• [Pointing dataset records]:

_ _ _ _ _ _ _

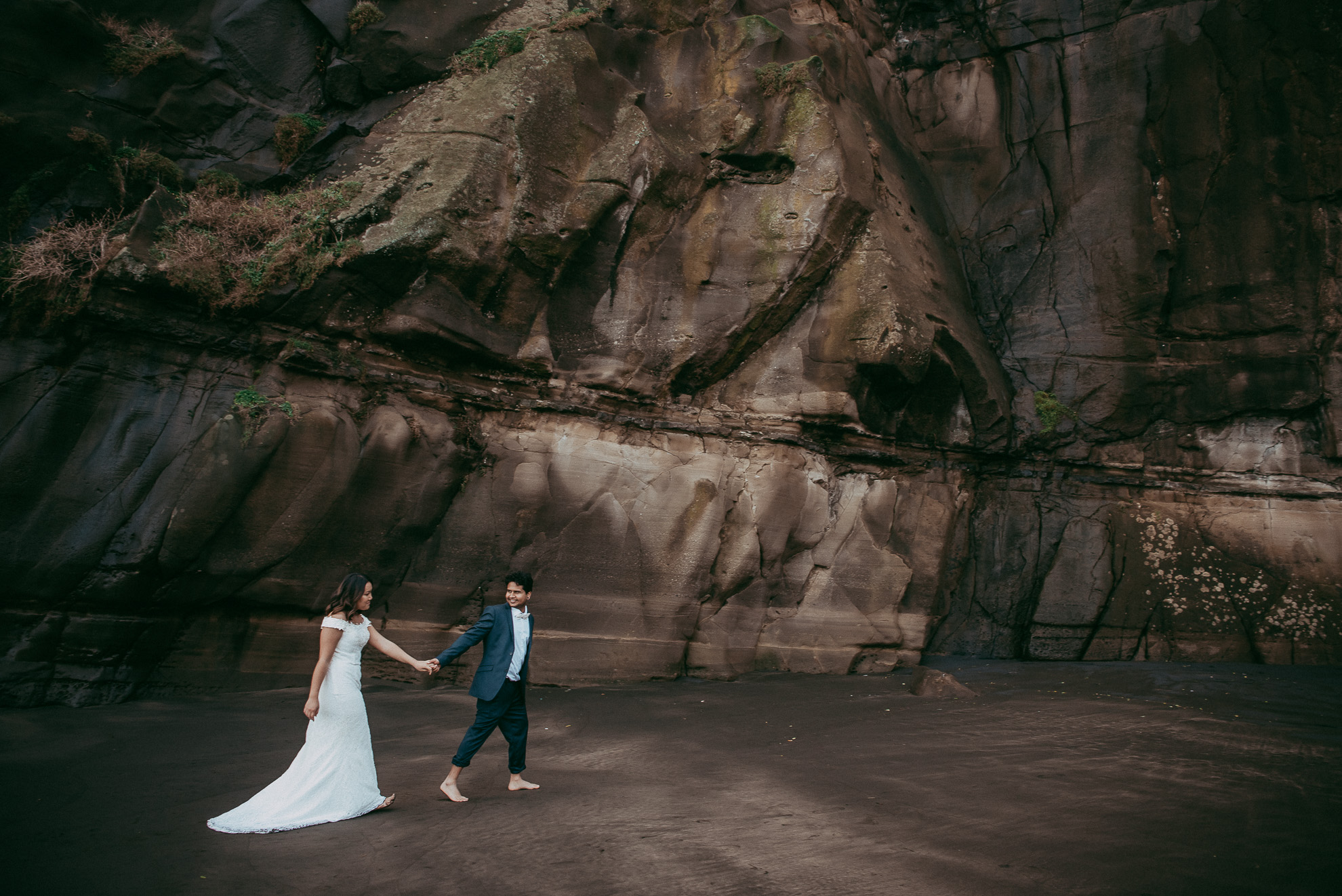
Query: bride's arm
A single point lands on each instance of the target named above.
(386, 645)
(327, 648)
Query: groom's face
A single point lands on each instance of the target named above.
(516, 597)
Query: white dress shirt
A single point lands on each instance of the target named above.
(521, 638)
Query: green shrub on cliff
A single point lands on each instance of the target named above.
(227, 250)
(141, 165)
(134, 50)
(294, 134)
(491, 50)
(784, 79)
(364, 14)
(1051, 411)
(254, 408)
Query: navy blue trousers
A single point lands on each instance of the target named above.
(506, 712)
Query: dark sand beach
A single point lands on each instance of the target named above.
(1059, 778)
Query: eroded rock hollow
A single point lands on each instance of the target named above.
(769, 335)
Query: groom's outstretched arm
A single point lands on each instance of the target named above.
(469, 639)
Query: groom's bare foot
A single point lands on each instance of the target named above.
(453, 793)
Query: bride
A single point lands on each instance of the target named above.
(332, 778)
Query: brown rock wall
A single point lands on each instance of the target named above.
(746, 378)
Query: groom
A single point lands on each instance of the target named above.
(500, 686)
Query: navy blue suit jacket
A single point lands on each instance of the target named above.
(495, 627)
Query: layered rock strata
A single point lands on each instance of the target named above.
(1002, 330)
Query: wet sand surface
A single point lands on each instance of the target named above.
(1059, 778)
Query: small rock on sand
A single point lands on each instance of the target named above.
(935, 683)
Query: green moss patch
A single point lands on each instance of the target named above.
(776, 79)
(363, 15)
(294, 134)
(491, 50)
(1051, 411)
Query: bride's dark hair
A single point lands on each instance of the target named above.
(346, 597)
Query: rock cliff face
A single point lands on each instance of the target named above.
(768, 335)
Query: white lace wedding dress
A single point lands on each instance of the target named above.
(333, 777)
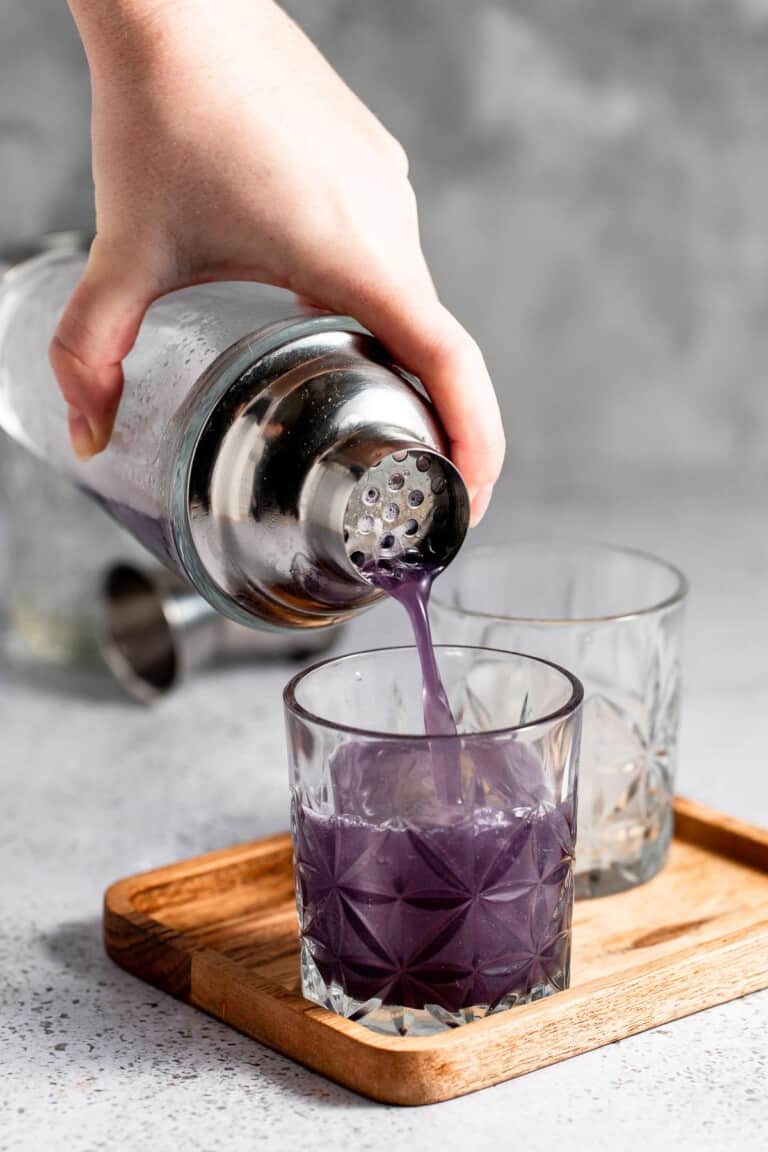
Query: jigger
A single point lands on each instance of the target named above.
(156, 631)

_ _ _ _ _ _ _

• [TASK GOAL]: Rescale the records starting at the line that contains "Query: navy blue suit jacket" and ending at the last line of the records: repeat every line, requests included, but multiply each point coordinate by 1.6 and round it to a whole number, with halves rounded up. Leave the pictures out of your answer.

• [FULL RESPONSE]:
Query: navy blue suit jacket
A single point lands on each instance of the target named above.
(792, 1003)
Query: layered rock strata
A single point lands on each instance of the target named above.
(1603, 528)
Query: wet sand surface
A single point lands on each instance of the target named above.
(1694, 1245)
Query: small rock on sand
A single point lands on each instance of the target named above.
(1496, 1093)
Query: green moss patch
A single point lands on each instance of the target named above.
(1242, 126)
(581, 24)
(470, 214)
(786, 80)
(1682, 658)
Query: bride's dark hair
A single point lands on each instance of the target named above.
(554, 955)
Query: rock cliff face
A single point lands on each instance of the target named above.
(1229, 536)
Query: white lace wedding dress
A single point lands on each instance of the target named above.
(533, 1243)
Query: jigger
A single point lands on each instance of the target named above.
(250, 1010)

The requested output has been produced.